Aim =
Write each line word for word, from the line that contains "the robe lapel" through the last line of the material below.
"""
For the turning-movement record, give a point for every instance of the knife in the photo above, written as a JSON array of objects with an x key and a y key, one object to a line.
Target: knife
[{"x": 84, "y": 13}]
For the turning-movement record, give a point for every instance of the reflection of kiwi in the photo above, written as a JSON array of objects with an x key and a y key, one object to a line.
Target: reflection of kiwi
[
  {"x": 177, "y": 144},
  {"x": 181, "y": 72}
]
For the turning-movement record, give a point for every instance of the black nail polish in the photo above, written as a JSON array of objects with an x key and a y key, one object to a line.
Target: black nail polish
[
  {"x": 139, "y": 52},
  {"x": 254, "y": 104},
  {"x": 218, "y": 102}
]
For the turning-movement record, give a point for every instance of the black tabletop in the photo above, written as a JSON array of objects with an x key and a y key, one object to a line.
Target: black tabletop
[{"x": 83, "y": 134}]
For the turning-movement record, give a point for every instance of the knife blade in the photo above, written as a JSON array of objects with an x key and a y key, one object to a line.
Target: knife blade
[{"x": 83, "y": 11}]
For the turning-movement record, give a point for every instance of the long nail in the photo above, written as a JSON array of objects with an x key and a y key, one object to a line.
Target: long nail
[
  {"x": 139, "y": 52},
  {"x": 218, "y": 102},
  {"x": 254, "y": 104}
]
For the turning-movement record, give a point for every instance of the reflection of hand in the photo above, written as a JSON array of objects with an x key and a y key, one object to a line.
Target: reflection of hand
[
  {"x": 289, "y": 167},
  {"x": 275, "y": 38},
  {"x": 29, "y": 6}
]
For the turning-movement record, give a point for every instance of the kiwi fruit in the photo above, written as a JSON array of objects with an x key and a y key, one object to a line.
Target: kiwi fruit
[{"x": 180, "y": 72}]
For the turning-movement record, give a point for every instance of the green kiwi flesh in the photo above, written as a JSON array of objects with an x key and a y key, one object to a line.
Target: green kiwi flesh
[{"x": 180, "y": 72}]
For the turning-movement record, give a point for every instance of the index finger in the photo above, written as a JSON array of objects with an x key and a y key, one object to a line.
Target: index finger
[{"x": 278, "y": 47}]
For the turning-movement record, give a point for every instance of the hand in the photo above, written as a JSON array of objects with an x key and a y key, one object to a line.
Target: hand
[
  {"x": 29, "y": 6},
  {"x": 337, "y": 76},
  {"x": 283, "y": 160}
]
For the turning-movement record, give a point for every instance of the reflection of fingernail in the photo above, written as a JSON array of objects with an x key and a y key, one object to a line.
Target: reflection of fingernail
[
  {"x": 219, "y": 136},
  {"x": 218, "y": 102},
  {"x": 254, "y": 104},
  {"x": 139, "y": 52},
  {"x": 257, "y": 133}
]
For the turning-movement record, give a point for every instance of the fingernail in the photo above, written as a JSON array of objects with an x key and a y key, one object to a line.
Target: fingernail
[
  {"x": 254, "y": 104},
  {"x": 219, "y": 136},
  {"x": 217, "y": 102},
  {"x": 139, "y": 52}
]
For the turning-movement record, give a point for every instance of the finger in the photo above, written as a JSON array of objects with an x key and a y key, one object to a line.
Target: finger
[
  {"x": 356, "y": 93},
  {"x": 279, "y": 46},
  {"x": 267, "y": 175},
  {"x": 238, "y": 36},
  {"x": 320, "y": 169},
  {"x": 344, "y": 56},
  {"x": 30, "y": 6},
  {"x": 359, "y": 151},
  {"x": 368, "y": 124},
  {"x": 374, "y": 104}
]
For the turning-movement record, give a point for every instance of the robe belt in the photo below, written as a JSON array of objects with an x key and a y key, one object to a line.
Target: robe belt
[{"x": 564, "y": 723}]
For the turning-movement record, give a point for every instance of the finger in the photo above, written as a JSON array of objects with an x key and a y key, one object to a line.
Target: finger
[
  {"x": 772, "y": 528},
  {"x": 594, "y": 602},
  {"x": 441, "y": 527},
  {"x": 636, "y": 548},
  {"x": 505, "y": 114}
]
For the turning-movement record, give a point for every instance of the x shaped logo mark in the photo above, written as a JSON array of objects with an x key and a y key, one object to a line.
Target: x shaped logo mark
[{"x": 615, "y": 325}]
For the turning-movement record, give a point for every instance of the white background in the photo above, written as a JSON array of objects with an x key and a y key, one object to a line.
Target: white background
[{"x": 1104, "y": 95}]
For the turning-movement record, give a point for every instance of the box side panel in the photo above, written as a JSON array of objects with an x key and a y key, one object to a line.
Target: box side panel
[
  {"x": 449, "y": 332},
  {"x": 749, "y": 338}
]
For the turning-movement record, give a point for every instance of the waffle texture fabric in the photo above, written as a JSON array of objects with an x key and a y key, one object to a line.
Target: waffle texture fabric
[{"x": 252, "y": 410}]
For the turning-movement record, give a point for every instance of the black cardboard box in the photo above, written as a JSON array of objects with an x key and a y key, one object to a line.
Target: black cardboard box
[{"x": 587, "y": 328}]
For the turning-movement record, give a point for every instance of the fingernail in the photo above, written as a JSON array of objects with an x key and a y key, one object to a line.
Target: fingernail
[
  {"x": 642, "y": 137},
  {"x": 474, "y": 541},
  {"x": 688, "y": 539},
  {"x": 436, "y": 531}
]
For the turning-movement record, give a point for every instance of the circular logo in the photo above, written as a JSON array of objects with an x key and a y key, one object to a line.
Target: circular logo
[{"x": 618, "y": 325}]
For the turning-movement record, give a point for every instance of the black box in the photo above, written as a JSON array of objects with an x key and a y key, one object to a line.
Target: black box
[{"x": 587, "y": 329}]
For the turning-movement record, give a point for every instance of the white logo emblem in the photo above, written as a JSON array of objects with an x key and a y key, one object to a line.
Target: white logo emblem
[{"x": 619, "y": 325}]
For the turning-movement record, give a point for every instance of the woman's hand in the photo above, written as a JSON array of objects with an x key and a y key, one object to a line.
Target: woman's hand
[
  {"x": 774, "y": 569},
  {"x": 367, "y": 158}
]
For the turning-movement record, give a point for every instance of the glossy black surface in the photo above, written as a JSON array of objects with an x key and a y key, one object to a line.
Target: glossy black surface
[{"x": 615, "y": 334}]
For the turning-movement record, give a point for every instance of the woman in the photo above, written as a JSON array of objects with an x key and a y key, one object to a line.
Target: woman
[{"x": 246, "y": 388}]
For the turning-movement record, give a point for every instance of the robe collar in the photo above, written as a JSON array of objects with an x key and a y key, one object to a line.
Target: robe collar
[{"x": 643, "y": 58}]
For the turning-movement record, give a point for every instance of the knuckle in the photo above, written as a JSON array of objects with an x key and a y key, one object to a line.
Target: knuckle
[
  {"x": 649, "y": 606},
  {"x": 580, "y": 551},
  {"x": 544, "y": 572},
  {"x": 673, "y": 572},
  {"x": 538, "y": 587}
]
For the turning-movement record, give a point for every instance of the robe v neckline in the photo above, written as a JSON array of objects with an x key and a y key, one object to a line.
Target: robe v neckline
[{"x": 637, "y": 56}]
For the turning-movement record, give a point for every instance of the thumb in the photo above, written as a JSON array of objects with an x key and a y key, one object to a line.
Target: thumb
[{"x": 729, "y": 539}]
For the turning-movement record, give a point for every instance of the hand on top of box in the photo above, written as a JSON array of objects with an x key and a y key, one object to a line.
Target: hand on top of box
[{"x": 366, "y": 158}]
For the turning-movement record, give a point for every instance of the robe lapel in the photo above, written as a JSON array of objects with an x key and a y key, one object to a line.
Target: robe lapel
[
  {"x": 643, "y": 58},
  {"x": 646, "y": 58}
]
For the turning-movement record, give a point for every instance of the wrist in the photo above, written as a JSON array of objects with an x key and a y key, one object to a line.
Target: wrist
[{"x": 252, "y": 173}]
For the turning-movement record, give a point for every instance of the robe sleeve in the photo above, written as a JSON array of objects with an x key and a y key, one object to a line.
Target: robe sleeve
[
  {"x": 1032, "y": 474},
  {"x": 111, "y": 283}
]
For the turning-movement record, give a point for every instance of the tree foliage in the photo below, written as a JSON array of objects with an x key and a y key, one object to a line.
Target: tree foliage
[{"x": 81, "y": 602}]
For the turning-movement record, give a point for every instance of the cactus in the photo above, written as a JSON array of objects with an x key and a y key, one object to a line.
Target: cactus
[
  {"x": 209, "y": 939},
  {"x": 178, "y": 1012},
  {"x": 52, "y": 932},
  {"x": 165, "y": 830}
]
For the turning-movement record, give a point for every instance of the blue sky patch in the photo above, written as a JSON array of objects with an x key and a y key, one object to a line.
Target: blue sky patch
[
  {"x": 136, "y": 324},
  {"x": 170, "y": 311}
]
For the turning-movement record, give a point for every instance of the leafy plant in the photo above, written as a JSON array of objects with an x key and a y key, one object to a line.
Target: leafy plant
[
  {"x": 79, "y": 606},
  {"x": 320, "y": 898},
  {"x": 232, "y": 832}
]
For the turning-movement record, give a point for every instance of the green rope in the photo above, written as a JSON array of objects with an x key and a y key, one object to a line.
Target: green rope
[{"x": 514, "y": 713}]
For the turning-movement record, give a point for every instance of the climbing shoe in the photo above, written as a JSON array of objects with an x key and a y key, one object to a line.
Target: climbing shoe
"""
The reply =
For the turning-movement record, give a point for every instance of the robe lapel in the photo above, written as a JSON array of objects with an x key and a y key, one object to a line.
Target: robe lapel
[
  {"x": 643, "y": 58},
  {"x": 646, "y": 58}
]
For the turning-movement record, give a point for every instance of the wrist in the photo above, written as a JSON array of objects with an x key and a y key, one object to a line.
Target: wrist
[{"x": 252, "y": 173}]
For the turning-movement record, give a point for every instance of the robe sleeve in the photo above, written as a JSON array of objects with an x key and a y key, one object to a line.
Target: robe sleeve
[
  {"x": 1032, "y": 474},
  {"x": 111, "y": 283}
]
For the turning-movement record, give a point for every instance of the tree foliage in the photo below, written as a JSON array of objects with an x key and a y key, one object to a line.
Target: tree foliage
[{"x": 81, "y": 602}]
For the turning-movement record, give a point for every instance of the cactus in the photo above, written as a JSON array of objects with an x key and a y key, one object to a line.
Target: cactus
[
  {"x": 209, "y": 939},
  {"x": 178, "y": 1012},
  {"x": 52, "y": 932},
  {"x": 165, "y": 830}
]
For the turning-movement record, give a point for every instance of the blue sky patch in the photo above, written as a JSON array of objects with an x key and a y key, one object to a line.
Target: blue sky patch
[
  {"x": 136, "y": 324},
  {"x": 170, "y": 311}
]
For the turning-movement record, give a point for every instance of the leafy plant in the photo above, written as a JSON array of objects with an x key and a y key, one object to a line.
Target: leafy plant
[
  {"x": 79, "y": 606},
  {"x": 320, "y": 898},
  {"x": 232, "y": 832}
]
For the turning-movement record, give a point for every instance of the green rope in the photo above, written as a JSON array of objects with an x key and a y key, one object to a line.
Target: green rope
[{"x": 514, "y": 713}]
For the turning-movement record, give a point for every instance of the climbing shoe in the photo above, written as a JSON array of objects with an x key and a y key, one object to a line.
Target: climbing shoe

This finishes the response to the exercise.